• **WHAT THE TASK ASKS**
Restate all of the data below word for word.

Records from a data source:
::::::
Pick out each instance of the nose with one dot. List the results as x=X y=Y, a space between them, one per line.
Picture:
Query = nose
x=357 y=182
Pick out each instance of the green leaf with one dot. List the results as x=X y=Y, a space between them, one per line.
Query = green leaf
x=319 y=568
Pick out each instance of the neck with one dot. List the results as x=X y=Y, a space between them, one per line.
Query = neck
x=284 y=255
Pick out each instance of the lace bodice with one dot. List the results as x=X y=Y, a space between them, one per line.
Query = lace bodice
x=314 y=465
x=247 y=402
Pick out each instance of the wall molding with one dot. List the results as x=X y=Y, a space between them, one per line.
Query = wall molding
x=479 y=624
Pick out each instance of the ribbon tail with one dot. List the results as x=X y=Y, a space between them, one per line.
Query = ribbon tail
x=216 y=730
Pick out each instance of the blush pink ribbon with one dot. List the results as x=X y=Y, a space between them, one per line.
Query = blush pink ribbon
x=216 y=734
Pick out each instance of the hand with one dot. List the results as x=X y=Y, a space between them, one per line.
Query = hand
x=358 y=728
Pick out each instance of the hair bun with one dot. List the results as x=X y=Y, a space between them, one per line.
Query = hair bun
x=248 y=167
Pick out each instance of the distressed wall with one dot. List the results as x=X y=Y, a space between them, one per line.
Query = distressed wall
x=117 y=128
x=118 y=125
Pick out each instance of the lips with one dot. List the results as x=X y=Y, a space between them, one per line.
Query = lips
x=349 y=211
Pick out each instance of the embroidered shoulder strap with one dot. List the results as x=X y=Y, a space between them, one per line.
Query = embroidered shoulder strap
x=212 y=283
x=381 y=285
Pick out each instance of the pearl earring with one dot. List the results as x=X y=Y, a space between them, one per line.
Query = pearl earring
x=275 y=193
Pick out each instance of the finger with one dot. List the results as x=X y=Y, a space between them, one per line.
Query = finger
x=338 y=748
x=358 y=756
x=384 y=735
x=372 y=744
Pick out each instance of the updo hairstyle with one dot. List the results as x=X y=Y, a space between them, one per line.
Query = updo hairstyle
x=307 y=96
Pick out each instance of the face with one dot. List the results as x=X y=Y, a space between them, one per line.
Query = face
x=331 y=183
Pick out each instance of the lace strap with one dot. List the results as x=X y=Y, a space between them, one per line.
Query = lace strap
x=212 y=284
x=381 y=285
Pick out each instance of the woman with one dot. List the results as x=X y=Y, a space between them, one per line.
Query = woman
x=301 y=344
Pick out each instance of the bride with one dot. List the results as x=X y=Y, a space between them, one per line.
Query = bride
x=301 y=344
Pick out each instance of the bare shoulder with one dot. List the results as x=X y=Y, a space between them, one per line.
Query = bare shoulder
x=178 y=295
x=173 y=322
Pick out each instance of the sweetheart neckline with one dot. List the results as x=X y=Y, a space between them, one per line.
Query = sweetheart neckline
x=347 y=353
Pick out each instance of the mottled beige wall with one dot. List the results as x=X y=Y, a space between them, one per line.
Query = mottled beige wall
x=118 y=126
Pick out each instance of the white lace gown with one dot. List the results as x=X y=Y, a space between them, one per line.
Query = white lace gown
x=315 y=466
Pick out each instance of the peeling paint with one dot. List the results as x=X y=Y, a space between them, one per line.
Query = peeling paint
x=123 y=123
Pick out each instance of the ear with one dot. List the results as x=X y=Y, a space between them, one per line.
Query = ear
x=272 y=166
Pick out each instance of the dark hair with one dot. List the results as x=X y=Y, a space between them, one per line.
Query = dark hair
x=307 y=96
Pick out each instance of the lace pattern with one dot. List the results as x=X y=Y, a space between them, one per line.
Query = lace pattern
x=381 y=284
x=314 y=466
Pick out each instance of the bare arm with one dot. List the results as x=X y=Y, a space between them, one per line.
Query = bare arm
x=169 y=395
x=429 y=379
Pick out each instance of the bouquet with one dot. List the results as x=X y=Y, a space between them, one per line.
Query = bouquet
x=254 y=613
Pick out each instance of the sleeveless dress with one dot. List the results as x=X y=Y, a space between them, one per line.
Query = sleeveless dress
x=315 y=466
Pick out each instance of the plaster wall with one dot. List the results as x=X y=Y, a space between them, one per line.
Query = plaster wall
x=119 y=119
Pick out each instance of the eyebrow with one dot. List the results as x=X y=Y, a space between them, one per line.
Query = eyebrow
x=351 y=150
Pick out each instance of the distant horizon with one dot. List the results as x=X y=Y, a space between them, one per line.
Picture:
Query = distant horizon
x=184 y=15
::::::
• **TASK OUTPUT**
Pick out each instance of the nose with one dot. List the results as x=X y=Y, a space between them, one per line.
Picture:
Query = nose
x=357 y=182
Pick out each instance of the green leaf with one dot. List the results as x=X y=Y, a space between them, one per line.
Query = green leaf
x=319 y=568
Pick out each instance of the neck with one dot. List the results as x=X y=Y, a space between them, one per line.
Query = neck
x=284 y=255
Pick out each instance of the lace bodice with one dot. List the results as x=X y=Y, a space between them, one per line.
Query = lace bodice
x=314 y=465
x=247 y=402
Pick out each instance of the wall molding with one dot. List the results as x=X y=Y, a space between them, one per line.
Query = wall molding
x=479 y=624
Pick out each instance of the ribbon tail with one dot. List the results as x=X y=Y, a space between them, one per line.
Query = ribbon tail
x=216 y=730
Pick out each instance of the blush pink ribbon with one dot. List the results as x=X y=Y, a space between them, one per line.
Query = blush pink ribbon
x=216 y=734
Pick out each instance of the hand with one dot. List the results as x=X y=Y, a space between them, one per line.
Query = hand
x=358 y=728
Pick out each instance of the hair bun with one dot. List the results as x=X y=Y, a space between them, one per line.
Query = hair bun
x=248 y=167
Pick out each instance of the distressed wall with one dot. List the results as x=X y=Y, a space between them, one per line.
Query = distressed wall
x=117 y=128
x=118 y=125
Pick out each instance of the lips with one dot. List the results as x=X y=Y, a space between them, one per line.
Query = lips
x=349 y=211
Pick out each instance of the embroidered shoulder strap with one dot. List the results as x=X y=Y, a space between them, one per line.
Query = embroidered shoulder strap
x=212 y=283
x=381 y=285
Pick out each instance of the pearl earring with one dot. List the results as x=X y=Y, a space between them, one per line.
Query = pearl earring
x=275 y=193
Pick out each instance of the finger with one dot. List the results as x=X y=Y, a space between them, one per line.
Query = finger
x=338 y=748
x=358 y=756
x=384 y=735
x=372 y=744
Pick out each instance of the updo hairstyle with one dot. List the results as x=X y=Y, a space between them, one per line.
Query = updo hairstyle
x=307 y=96
Pick out each instance of the face with one dot. List the results as x=X y=Y, a space between them, one per line.
Query = face
x=331 y=183
Pick out each instance of the lace strap with one dot. List the results as x=X y=Y, a space between them, one per line.
Query = lace strap
x=212 y=284
x=381 y=285
Pick out each instance of the woman with one dot. List the results as x=X y=Y, a space between them, one per line.
Query = woman
x=301 y=344
Pick out each instance of the bride with one dot. List the results as x=X y=Y, a space between them, one per line.
Query = bride
x=301 y=344
Pick out each instance of the bare shoulder with one dot. List the results as x=X y=Y, a space between them, one per line.
Query = bare shoulder
x=178 y=295
x=173 y=322
Pick out each instance of the sweetheart neckline with one dot. List the results as x=X y=Y, a space between them, one per line.
Query = sweetheart neckline
x=347 y=353
Pick out each instance of the mottled beige wall with one dot. List the results as x=X y=Y, a space between them, one per line.
Query = mottled beige wall
x=118 y=126
Pick out each instance of the white lace gown with one dot. List the results as x=X y=Y, a space between them, one per line.
Query = white lace gown
x=315 y=466
Pick out each instance of the peeling paint with one dot. List the results as x=X y=Y, a space between them, one per line.
Query = peeling paint
x=123 y=123
Pick out each instance of the ear with one dot. List the results as x=X y=Y, a space between them, one per line.
Query = ear
x=272 y=166
Pick out each instance of the dark hair with one dot. List the results as x=X y=Y, a space between them, one per line.
Query = dark hair
x=307 y=96
Pick out each instance of the lace pattern with one dot. List the results as x=X y=Y, a space between them, one per line.
Query = lace pattern
x=381 y=284
x=314 y=466
Pick out each instance of the bare arm with one dot. List the results as x=X y=Y, a space between them, one per line.
Query = bare arm
x=169 y=395
x=429 y=379
Pick out each instance of the bouquet with one dot. List the results as x=X y=Y, a space between them, one per line.
Query = bouquet
x=254 y=613
Pick out each instance of the sleeveless dress with one dot. List the results as x=X y=Y, a space between them, one per line.
Query = sleeveless dress
x=315 y=466
Pick out each instance of the plaster wall with one dot. List the results as x=X y=Y, a space between them, one per line.
Query = plaster wall
x=119 y=119
Pick out each instance of the eyebrow with one dot. List the results as x=X y=Y, a space between them, one per line.
Query = eyebrow
x=351 y=150
Pick out each instance of the distant horizon with one dot. List the results as x=X y=Y, a space between them, one per line.
Picture:
Query = distant horizon
x=184 y=15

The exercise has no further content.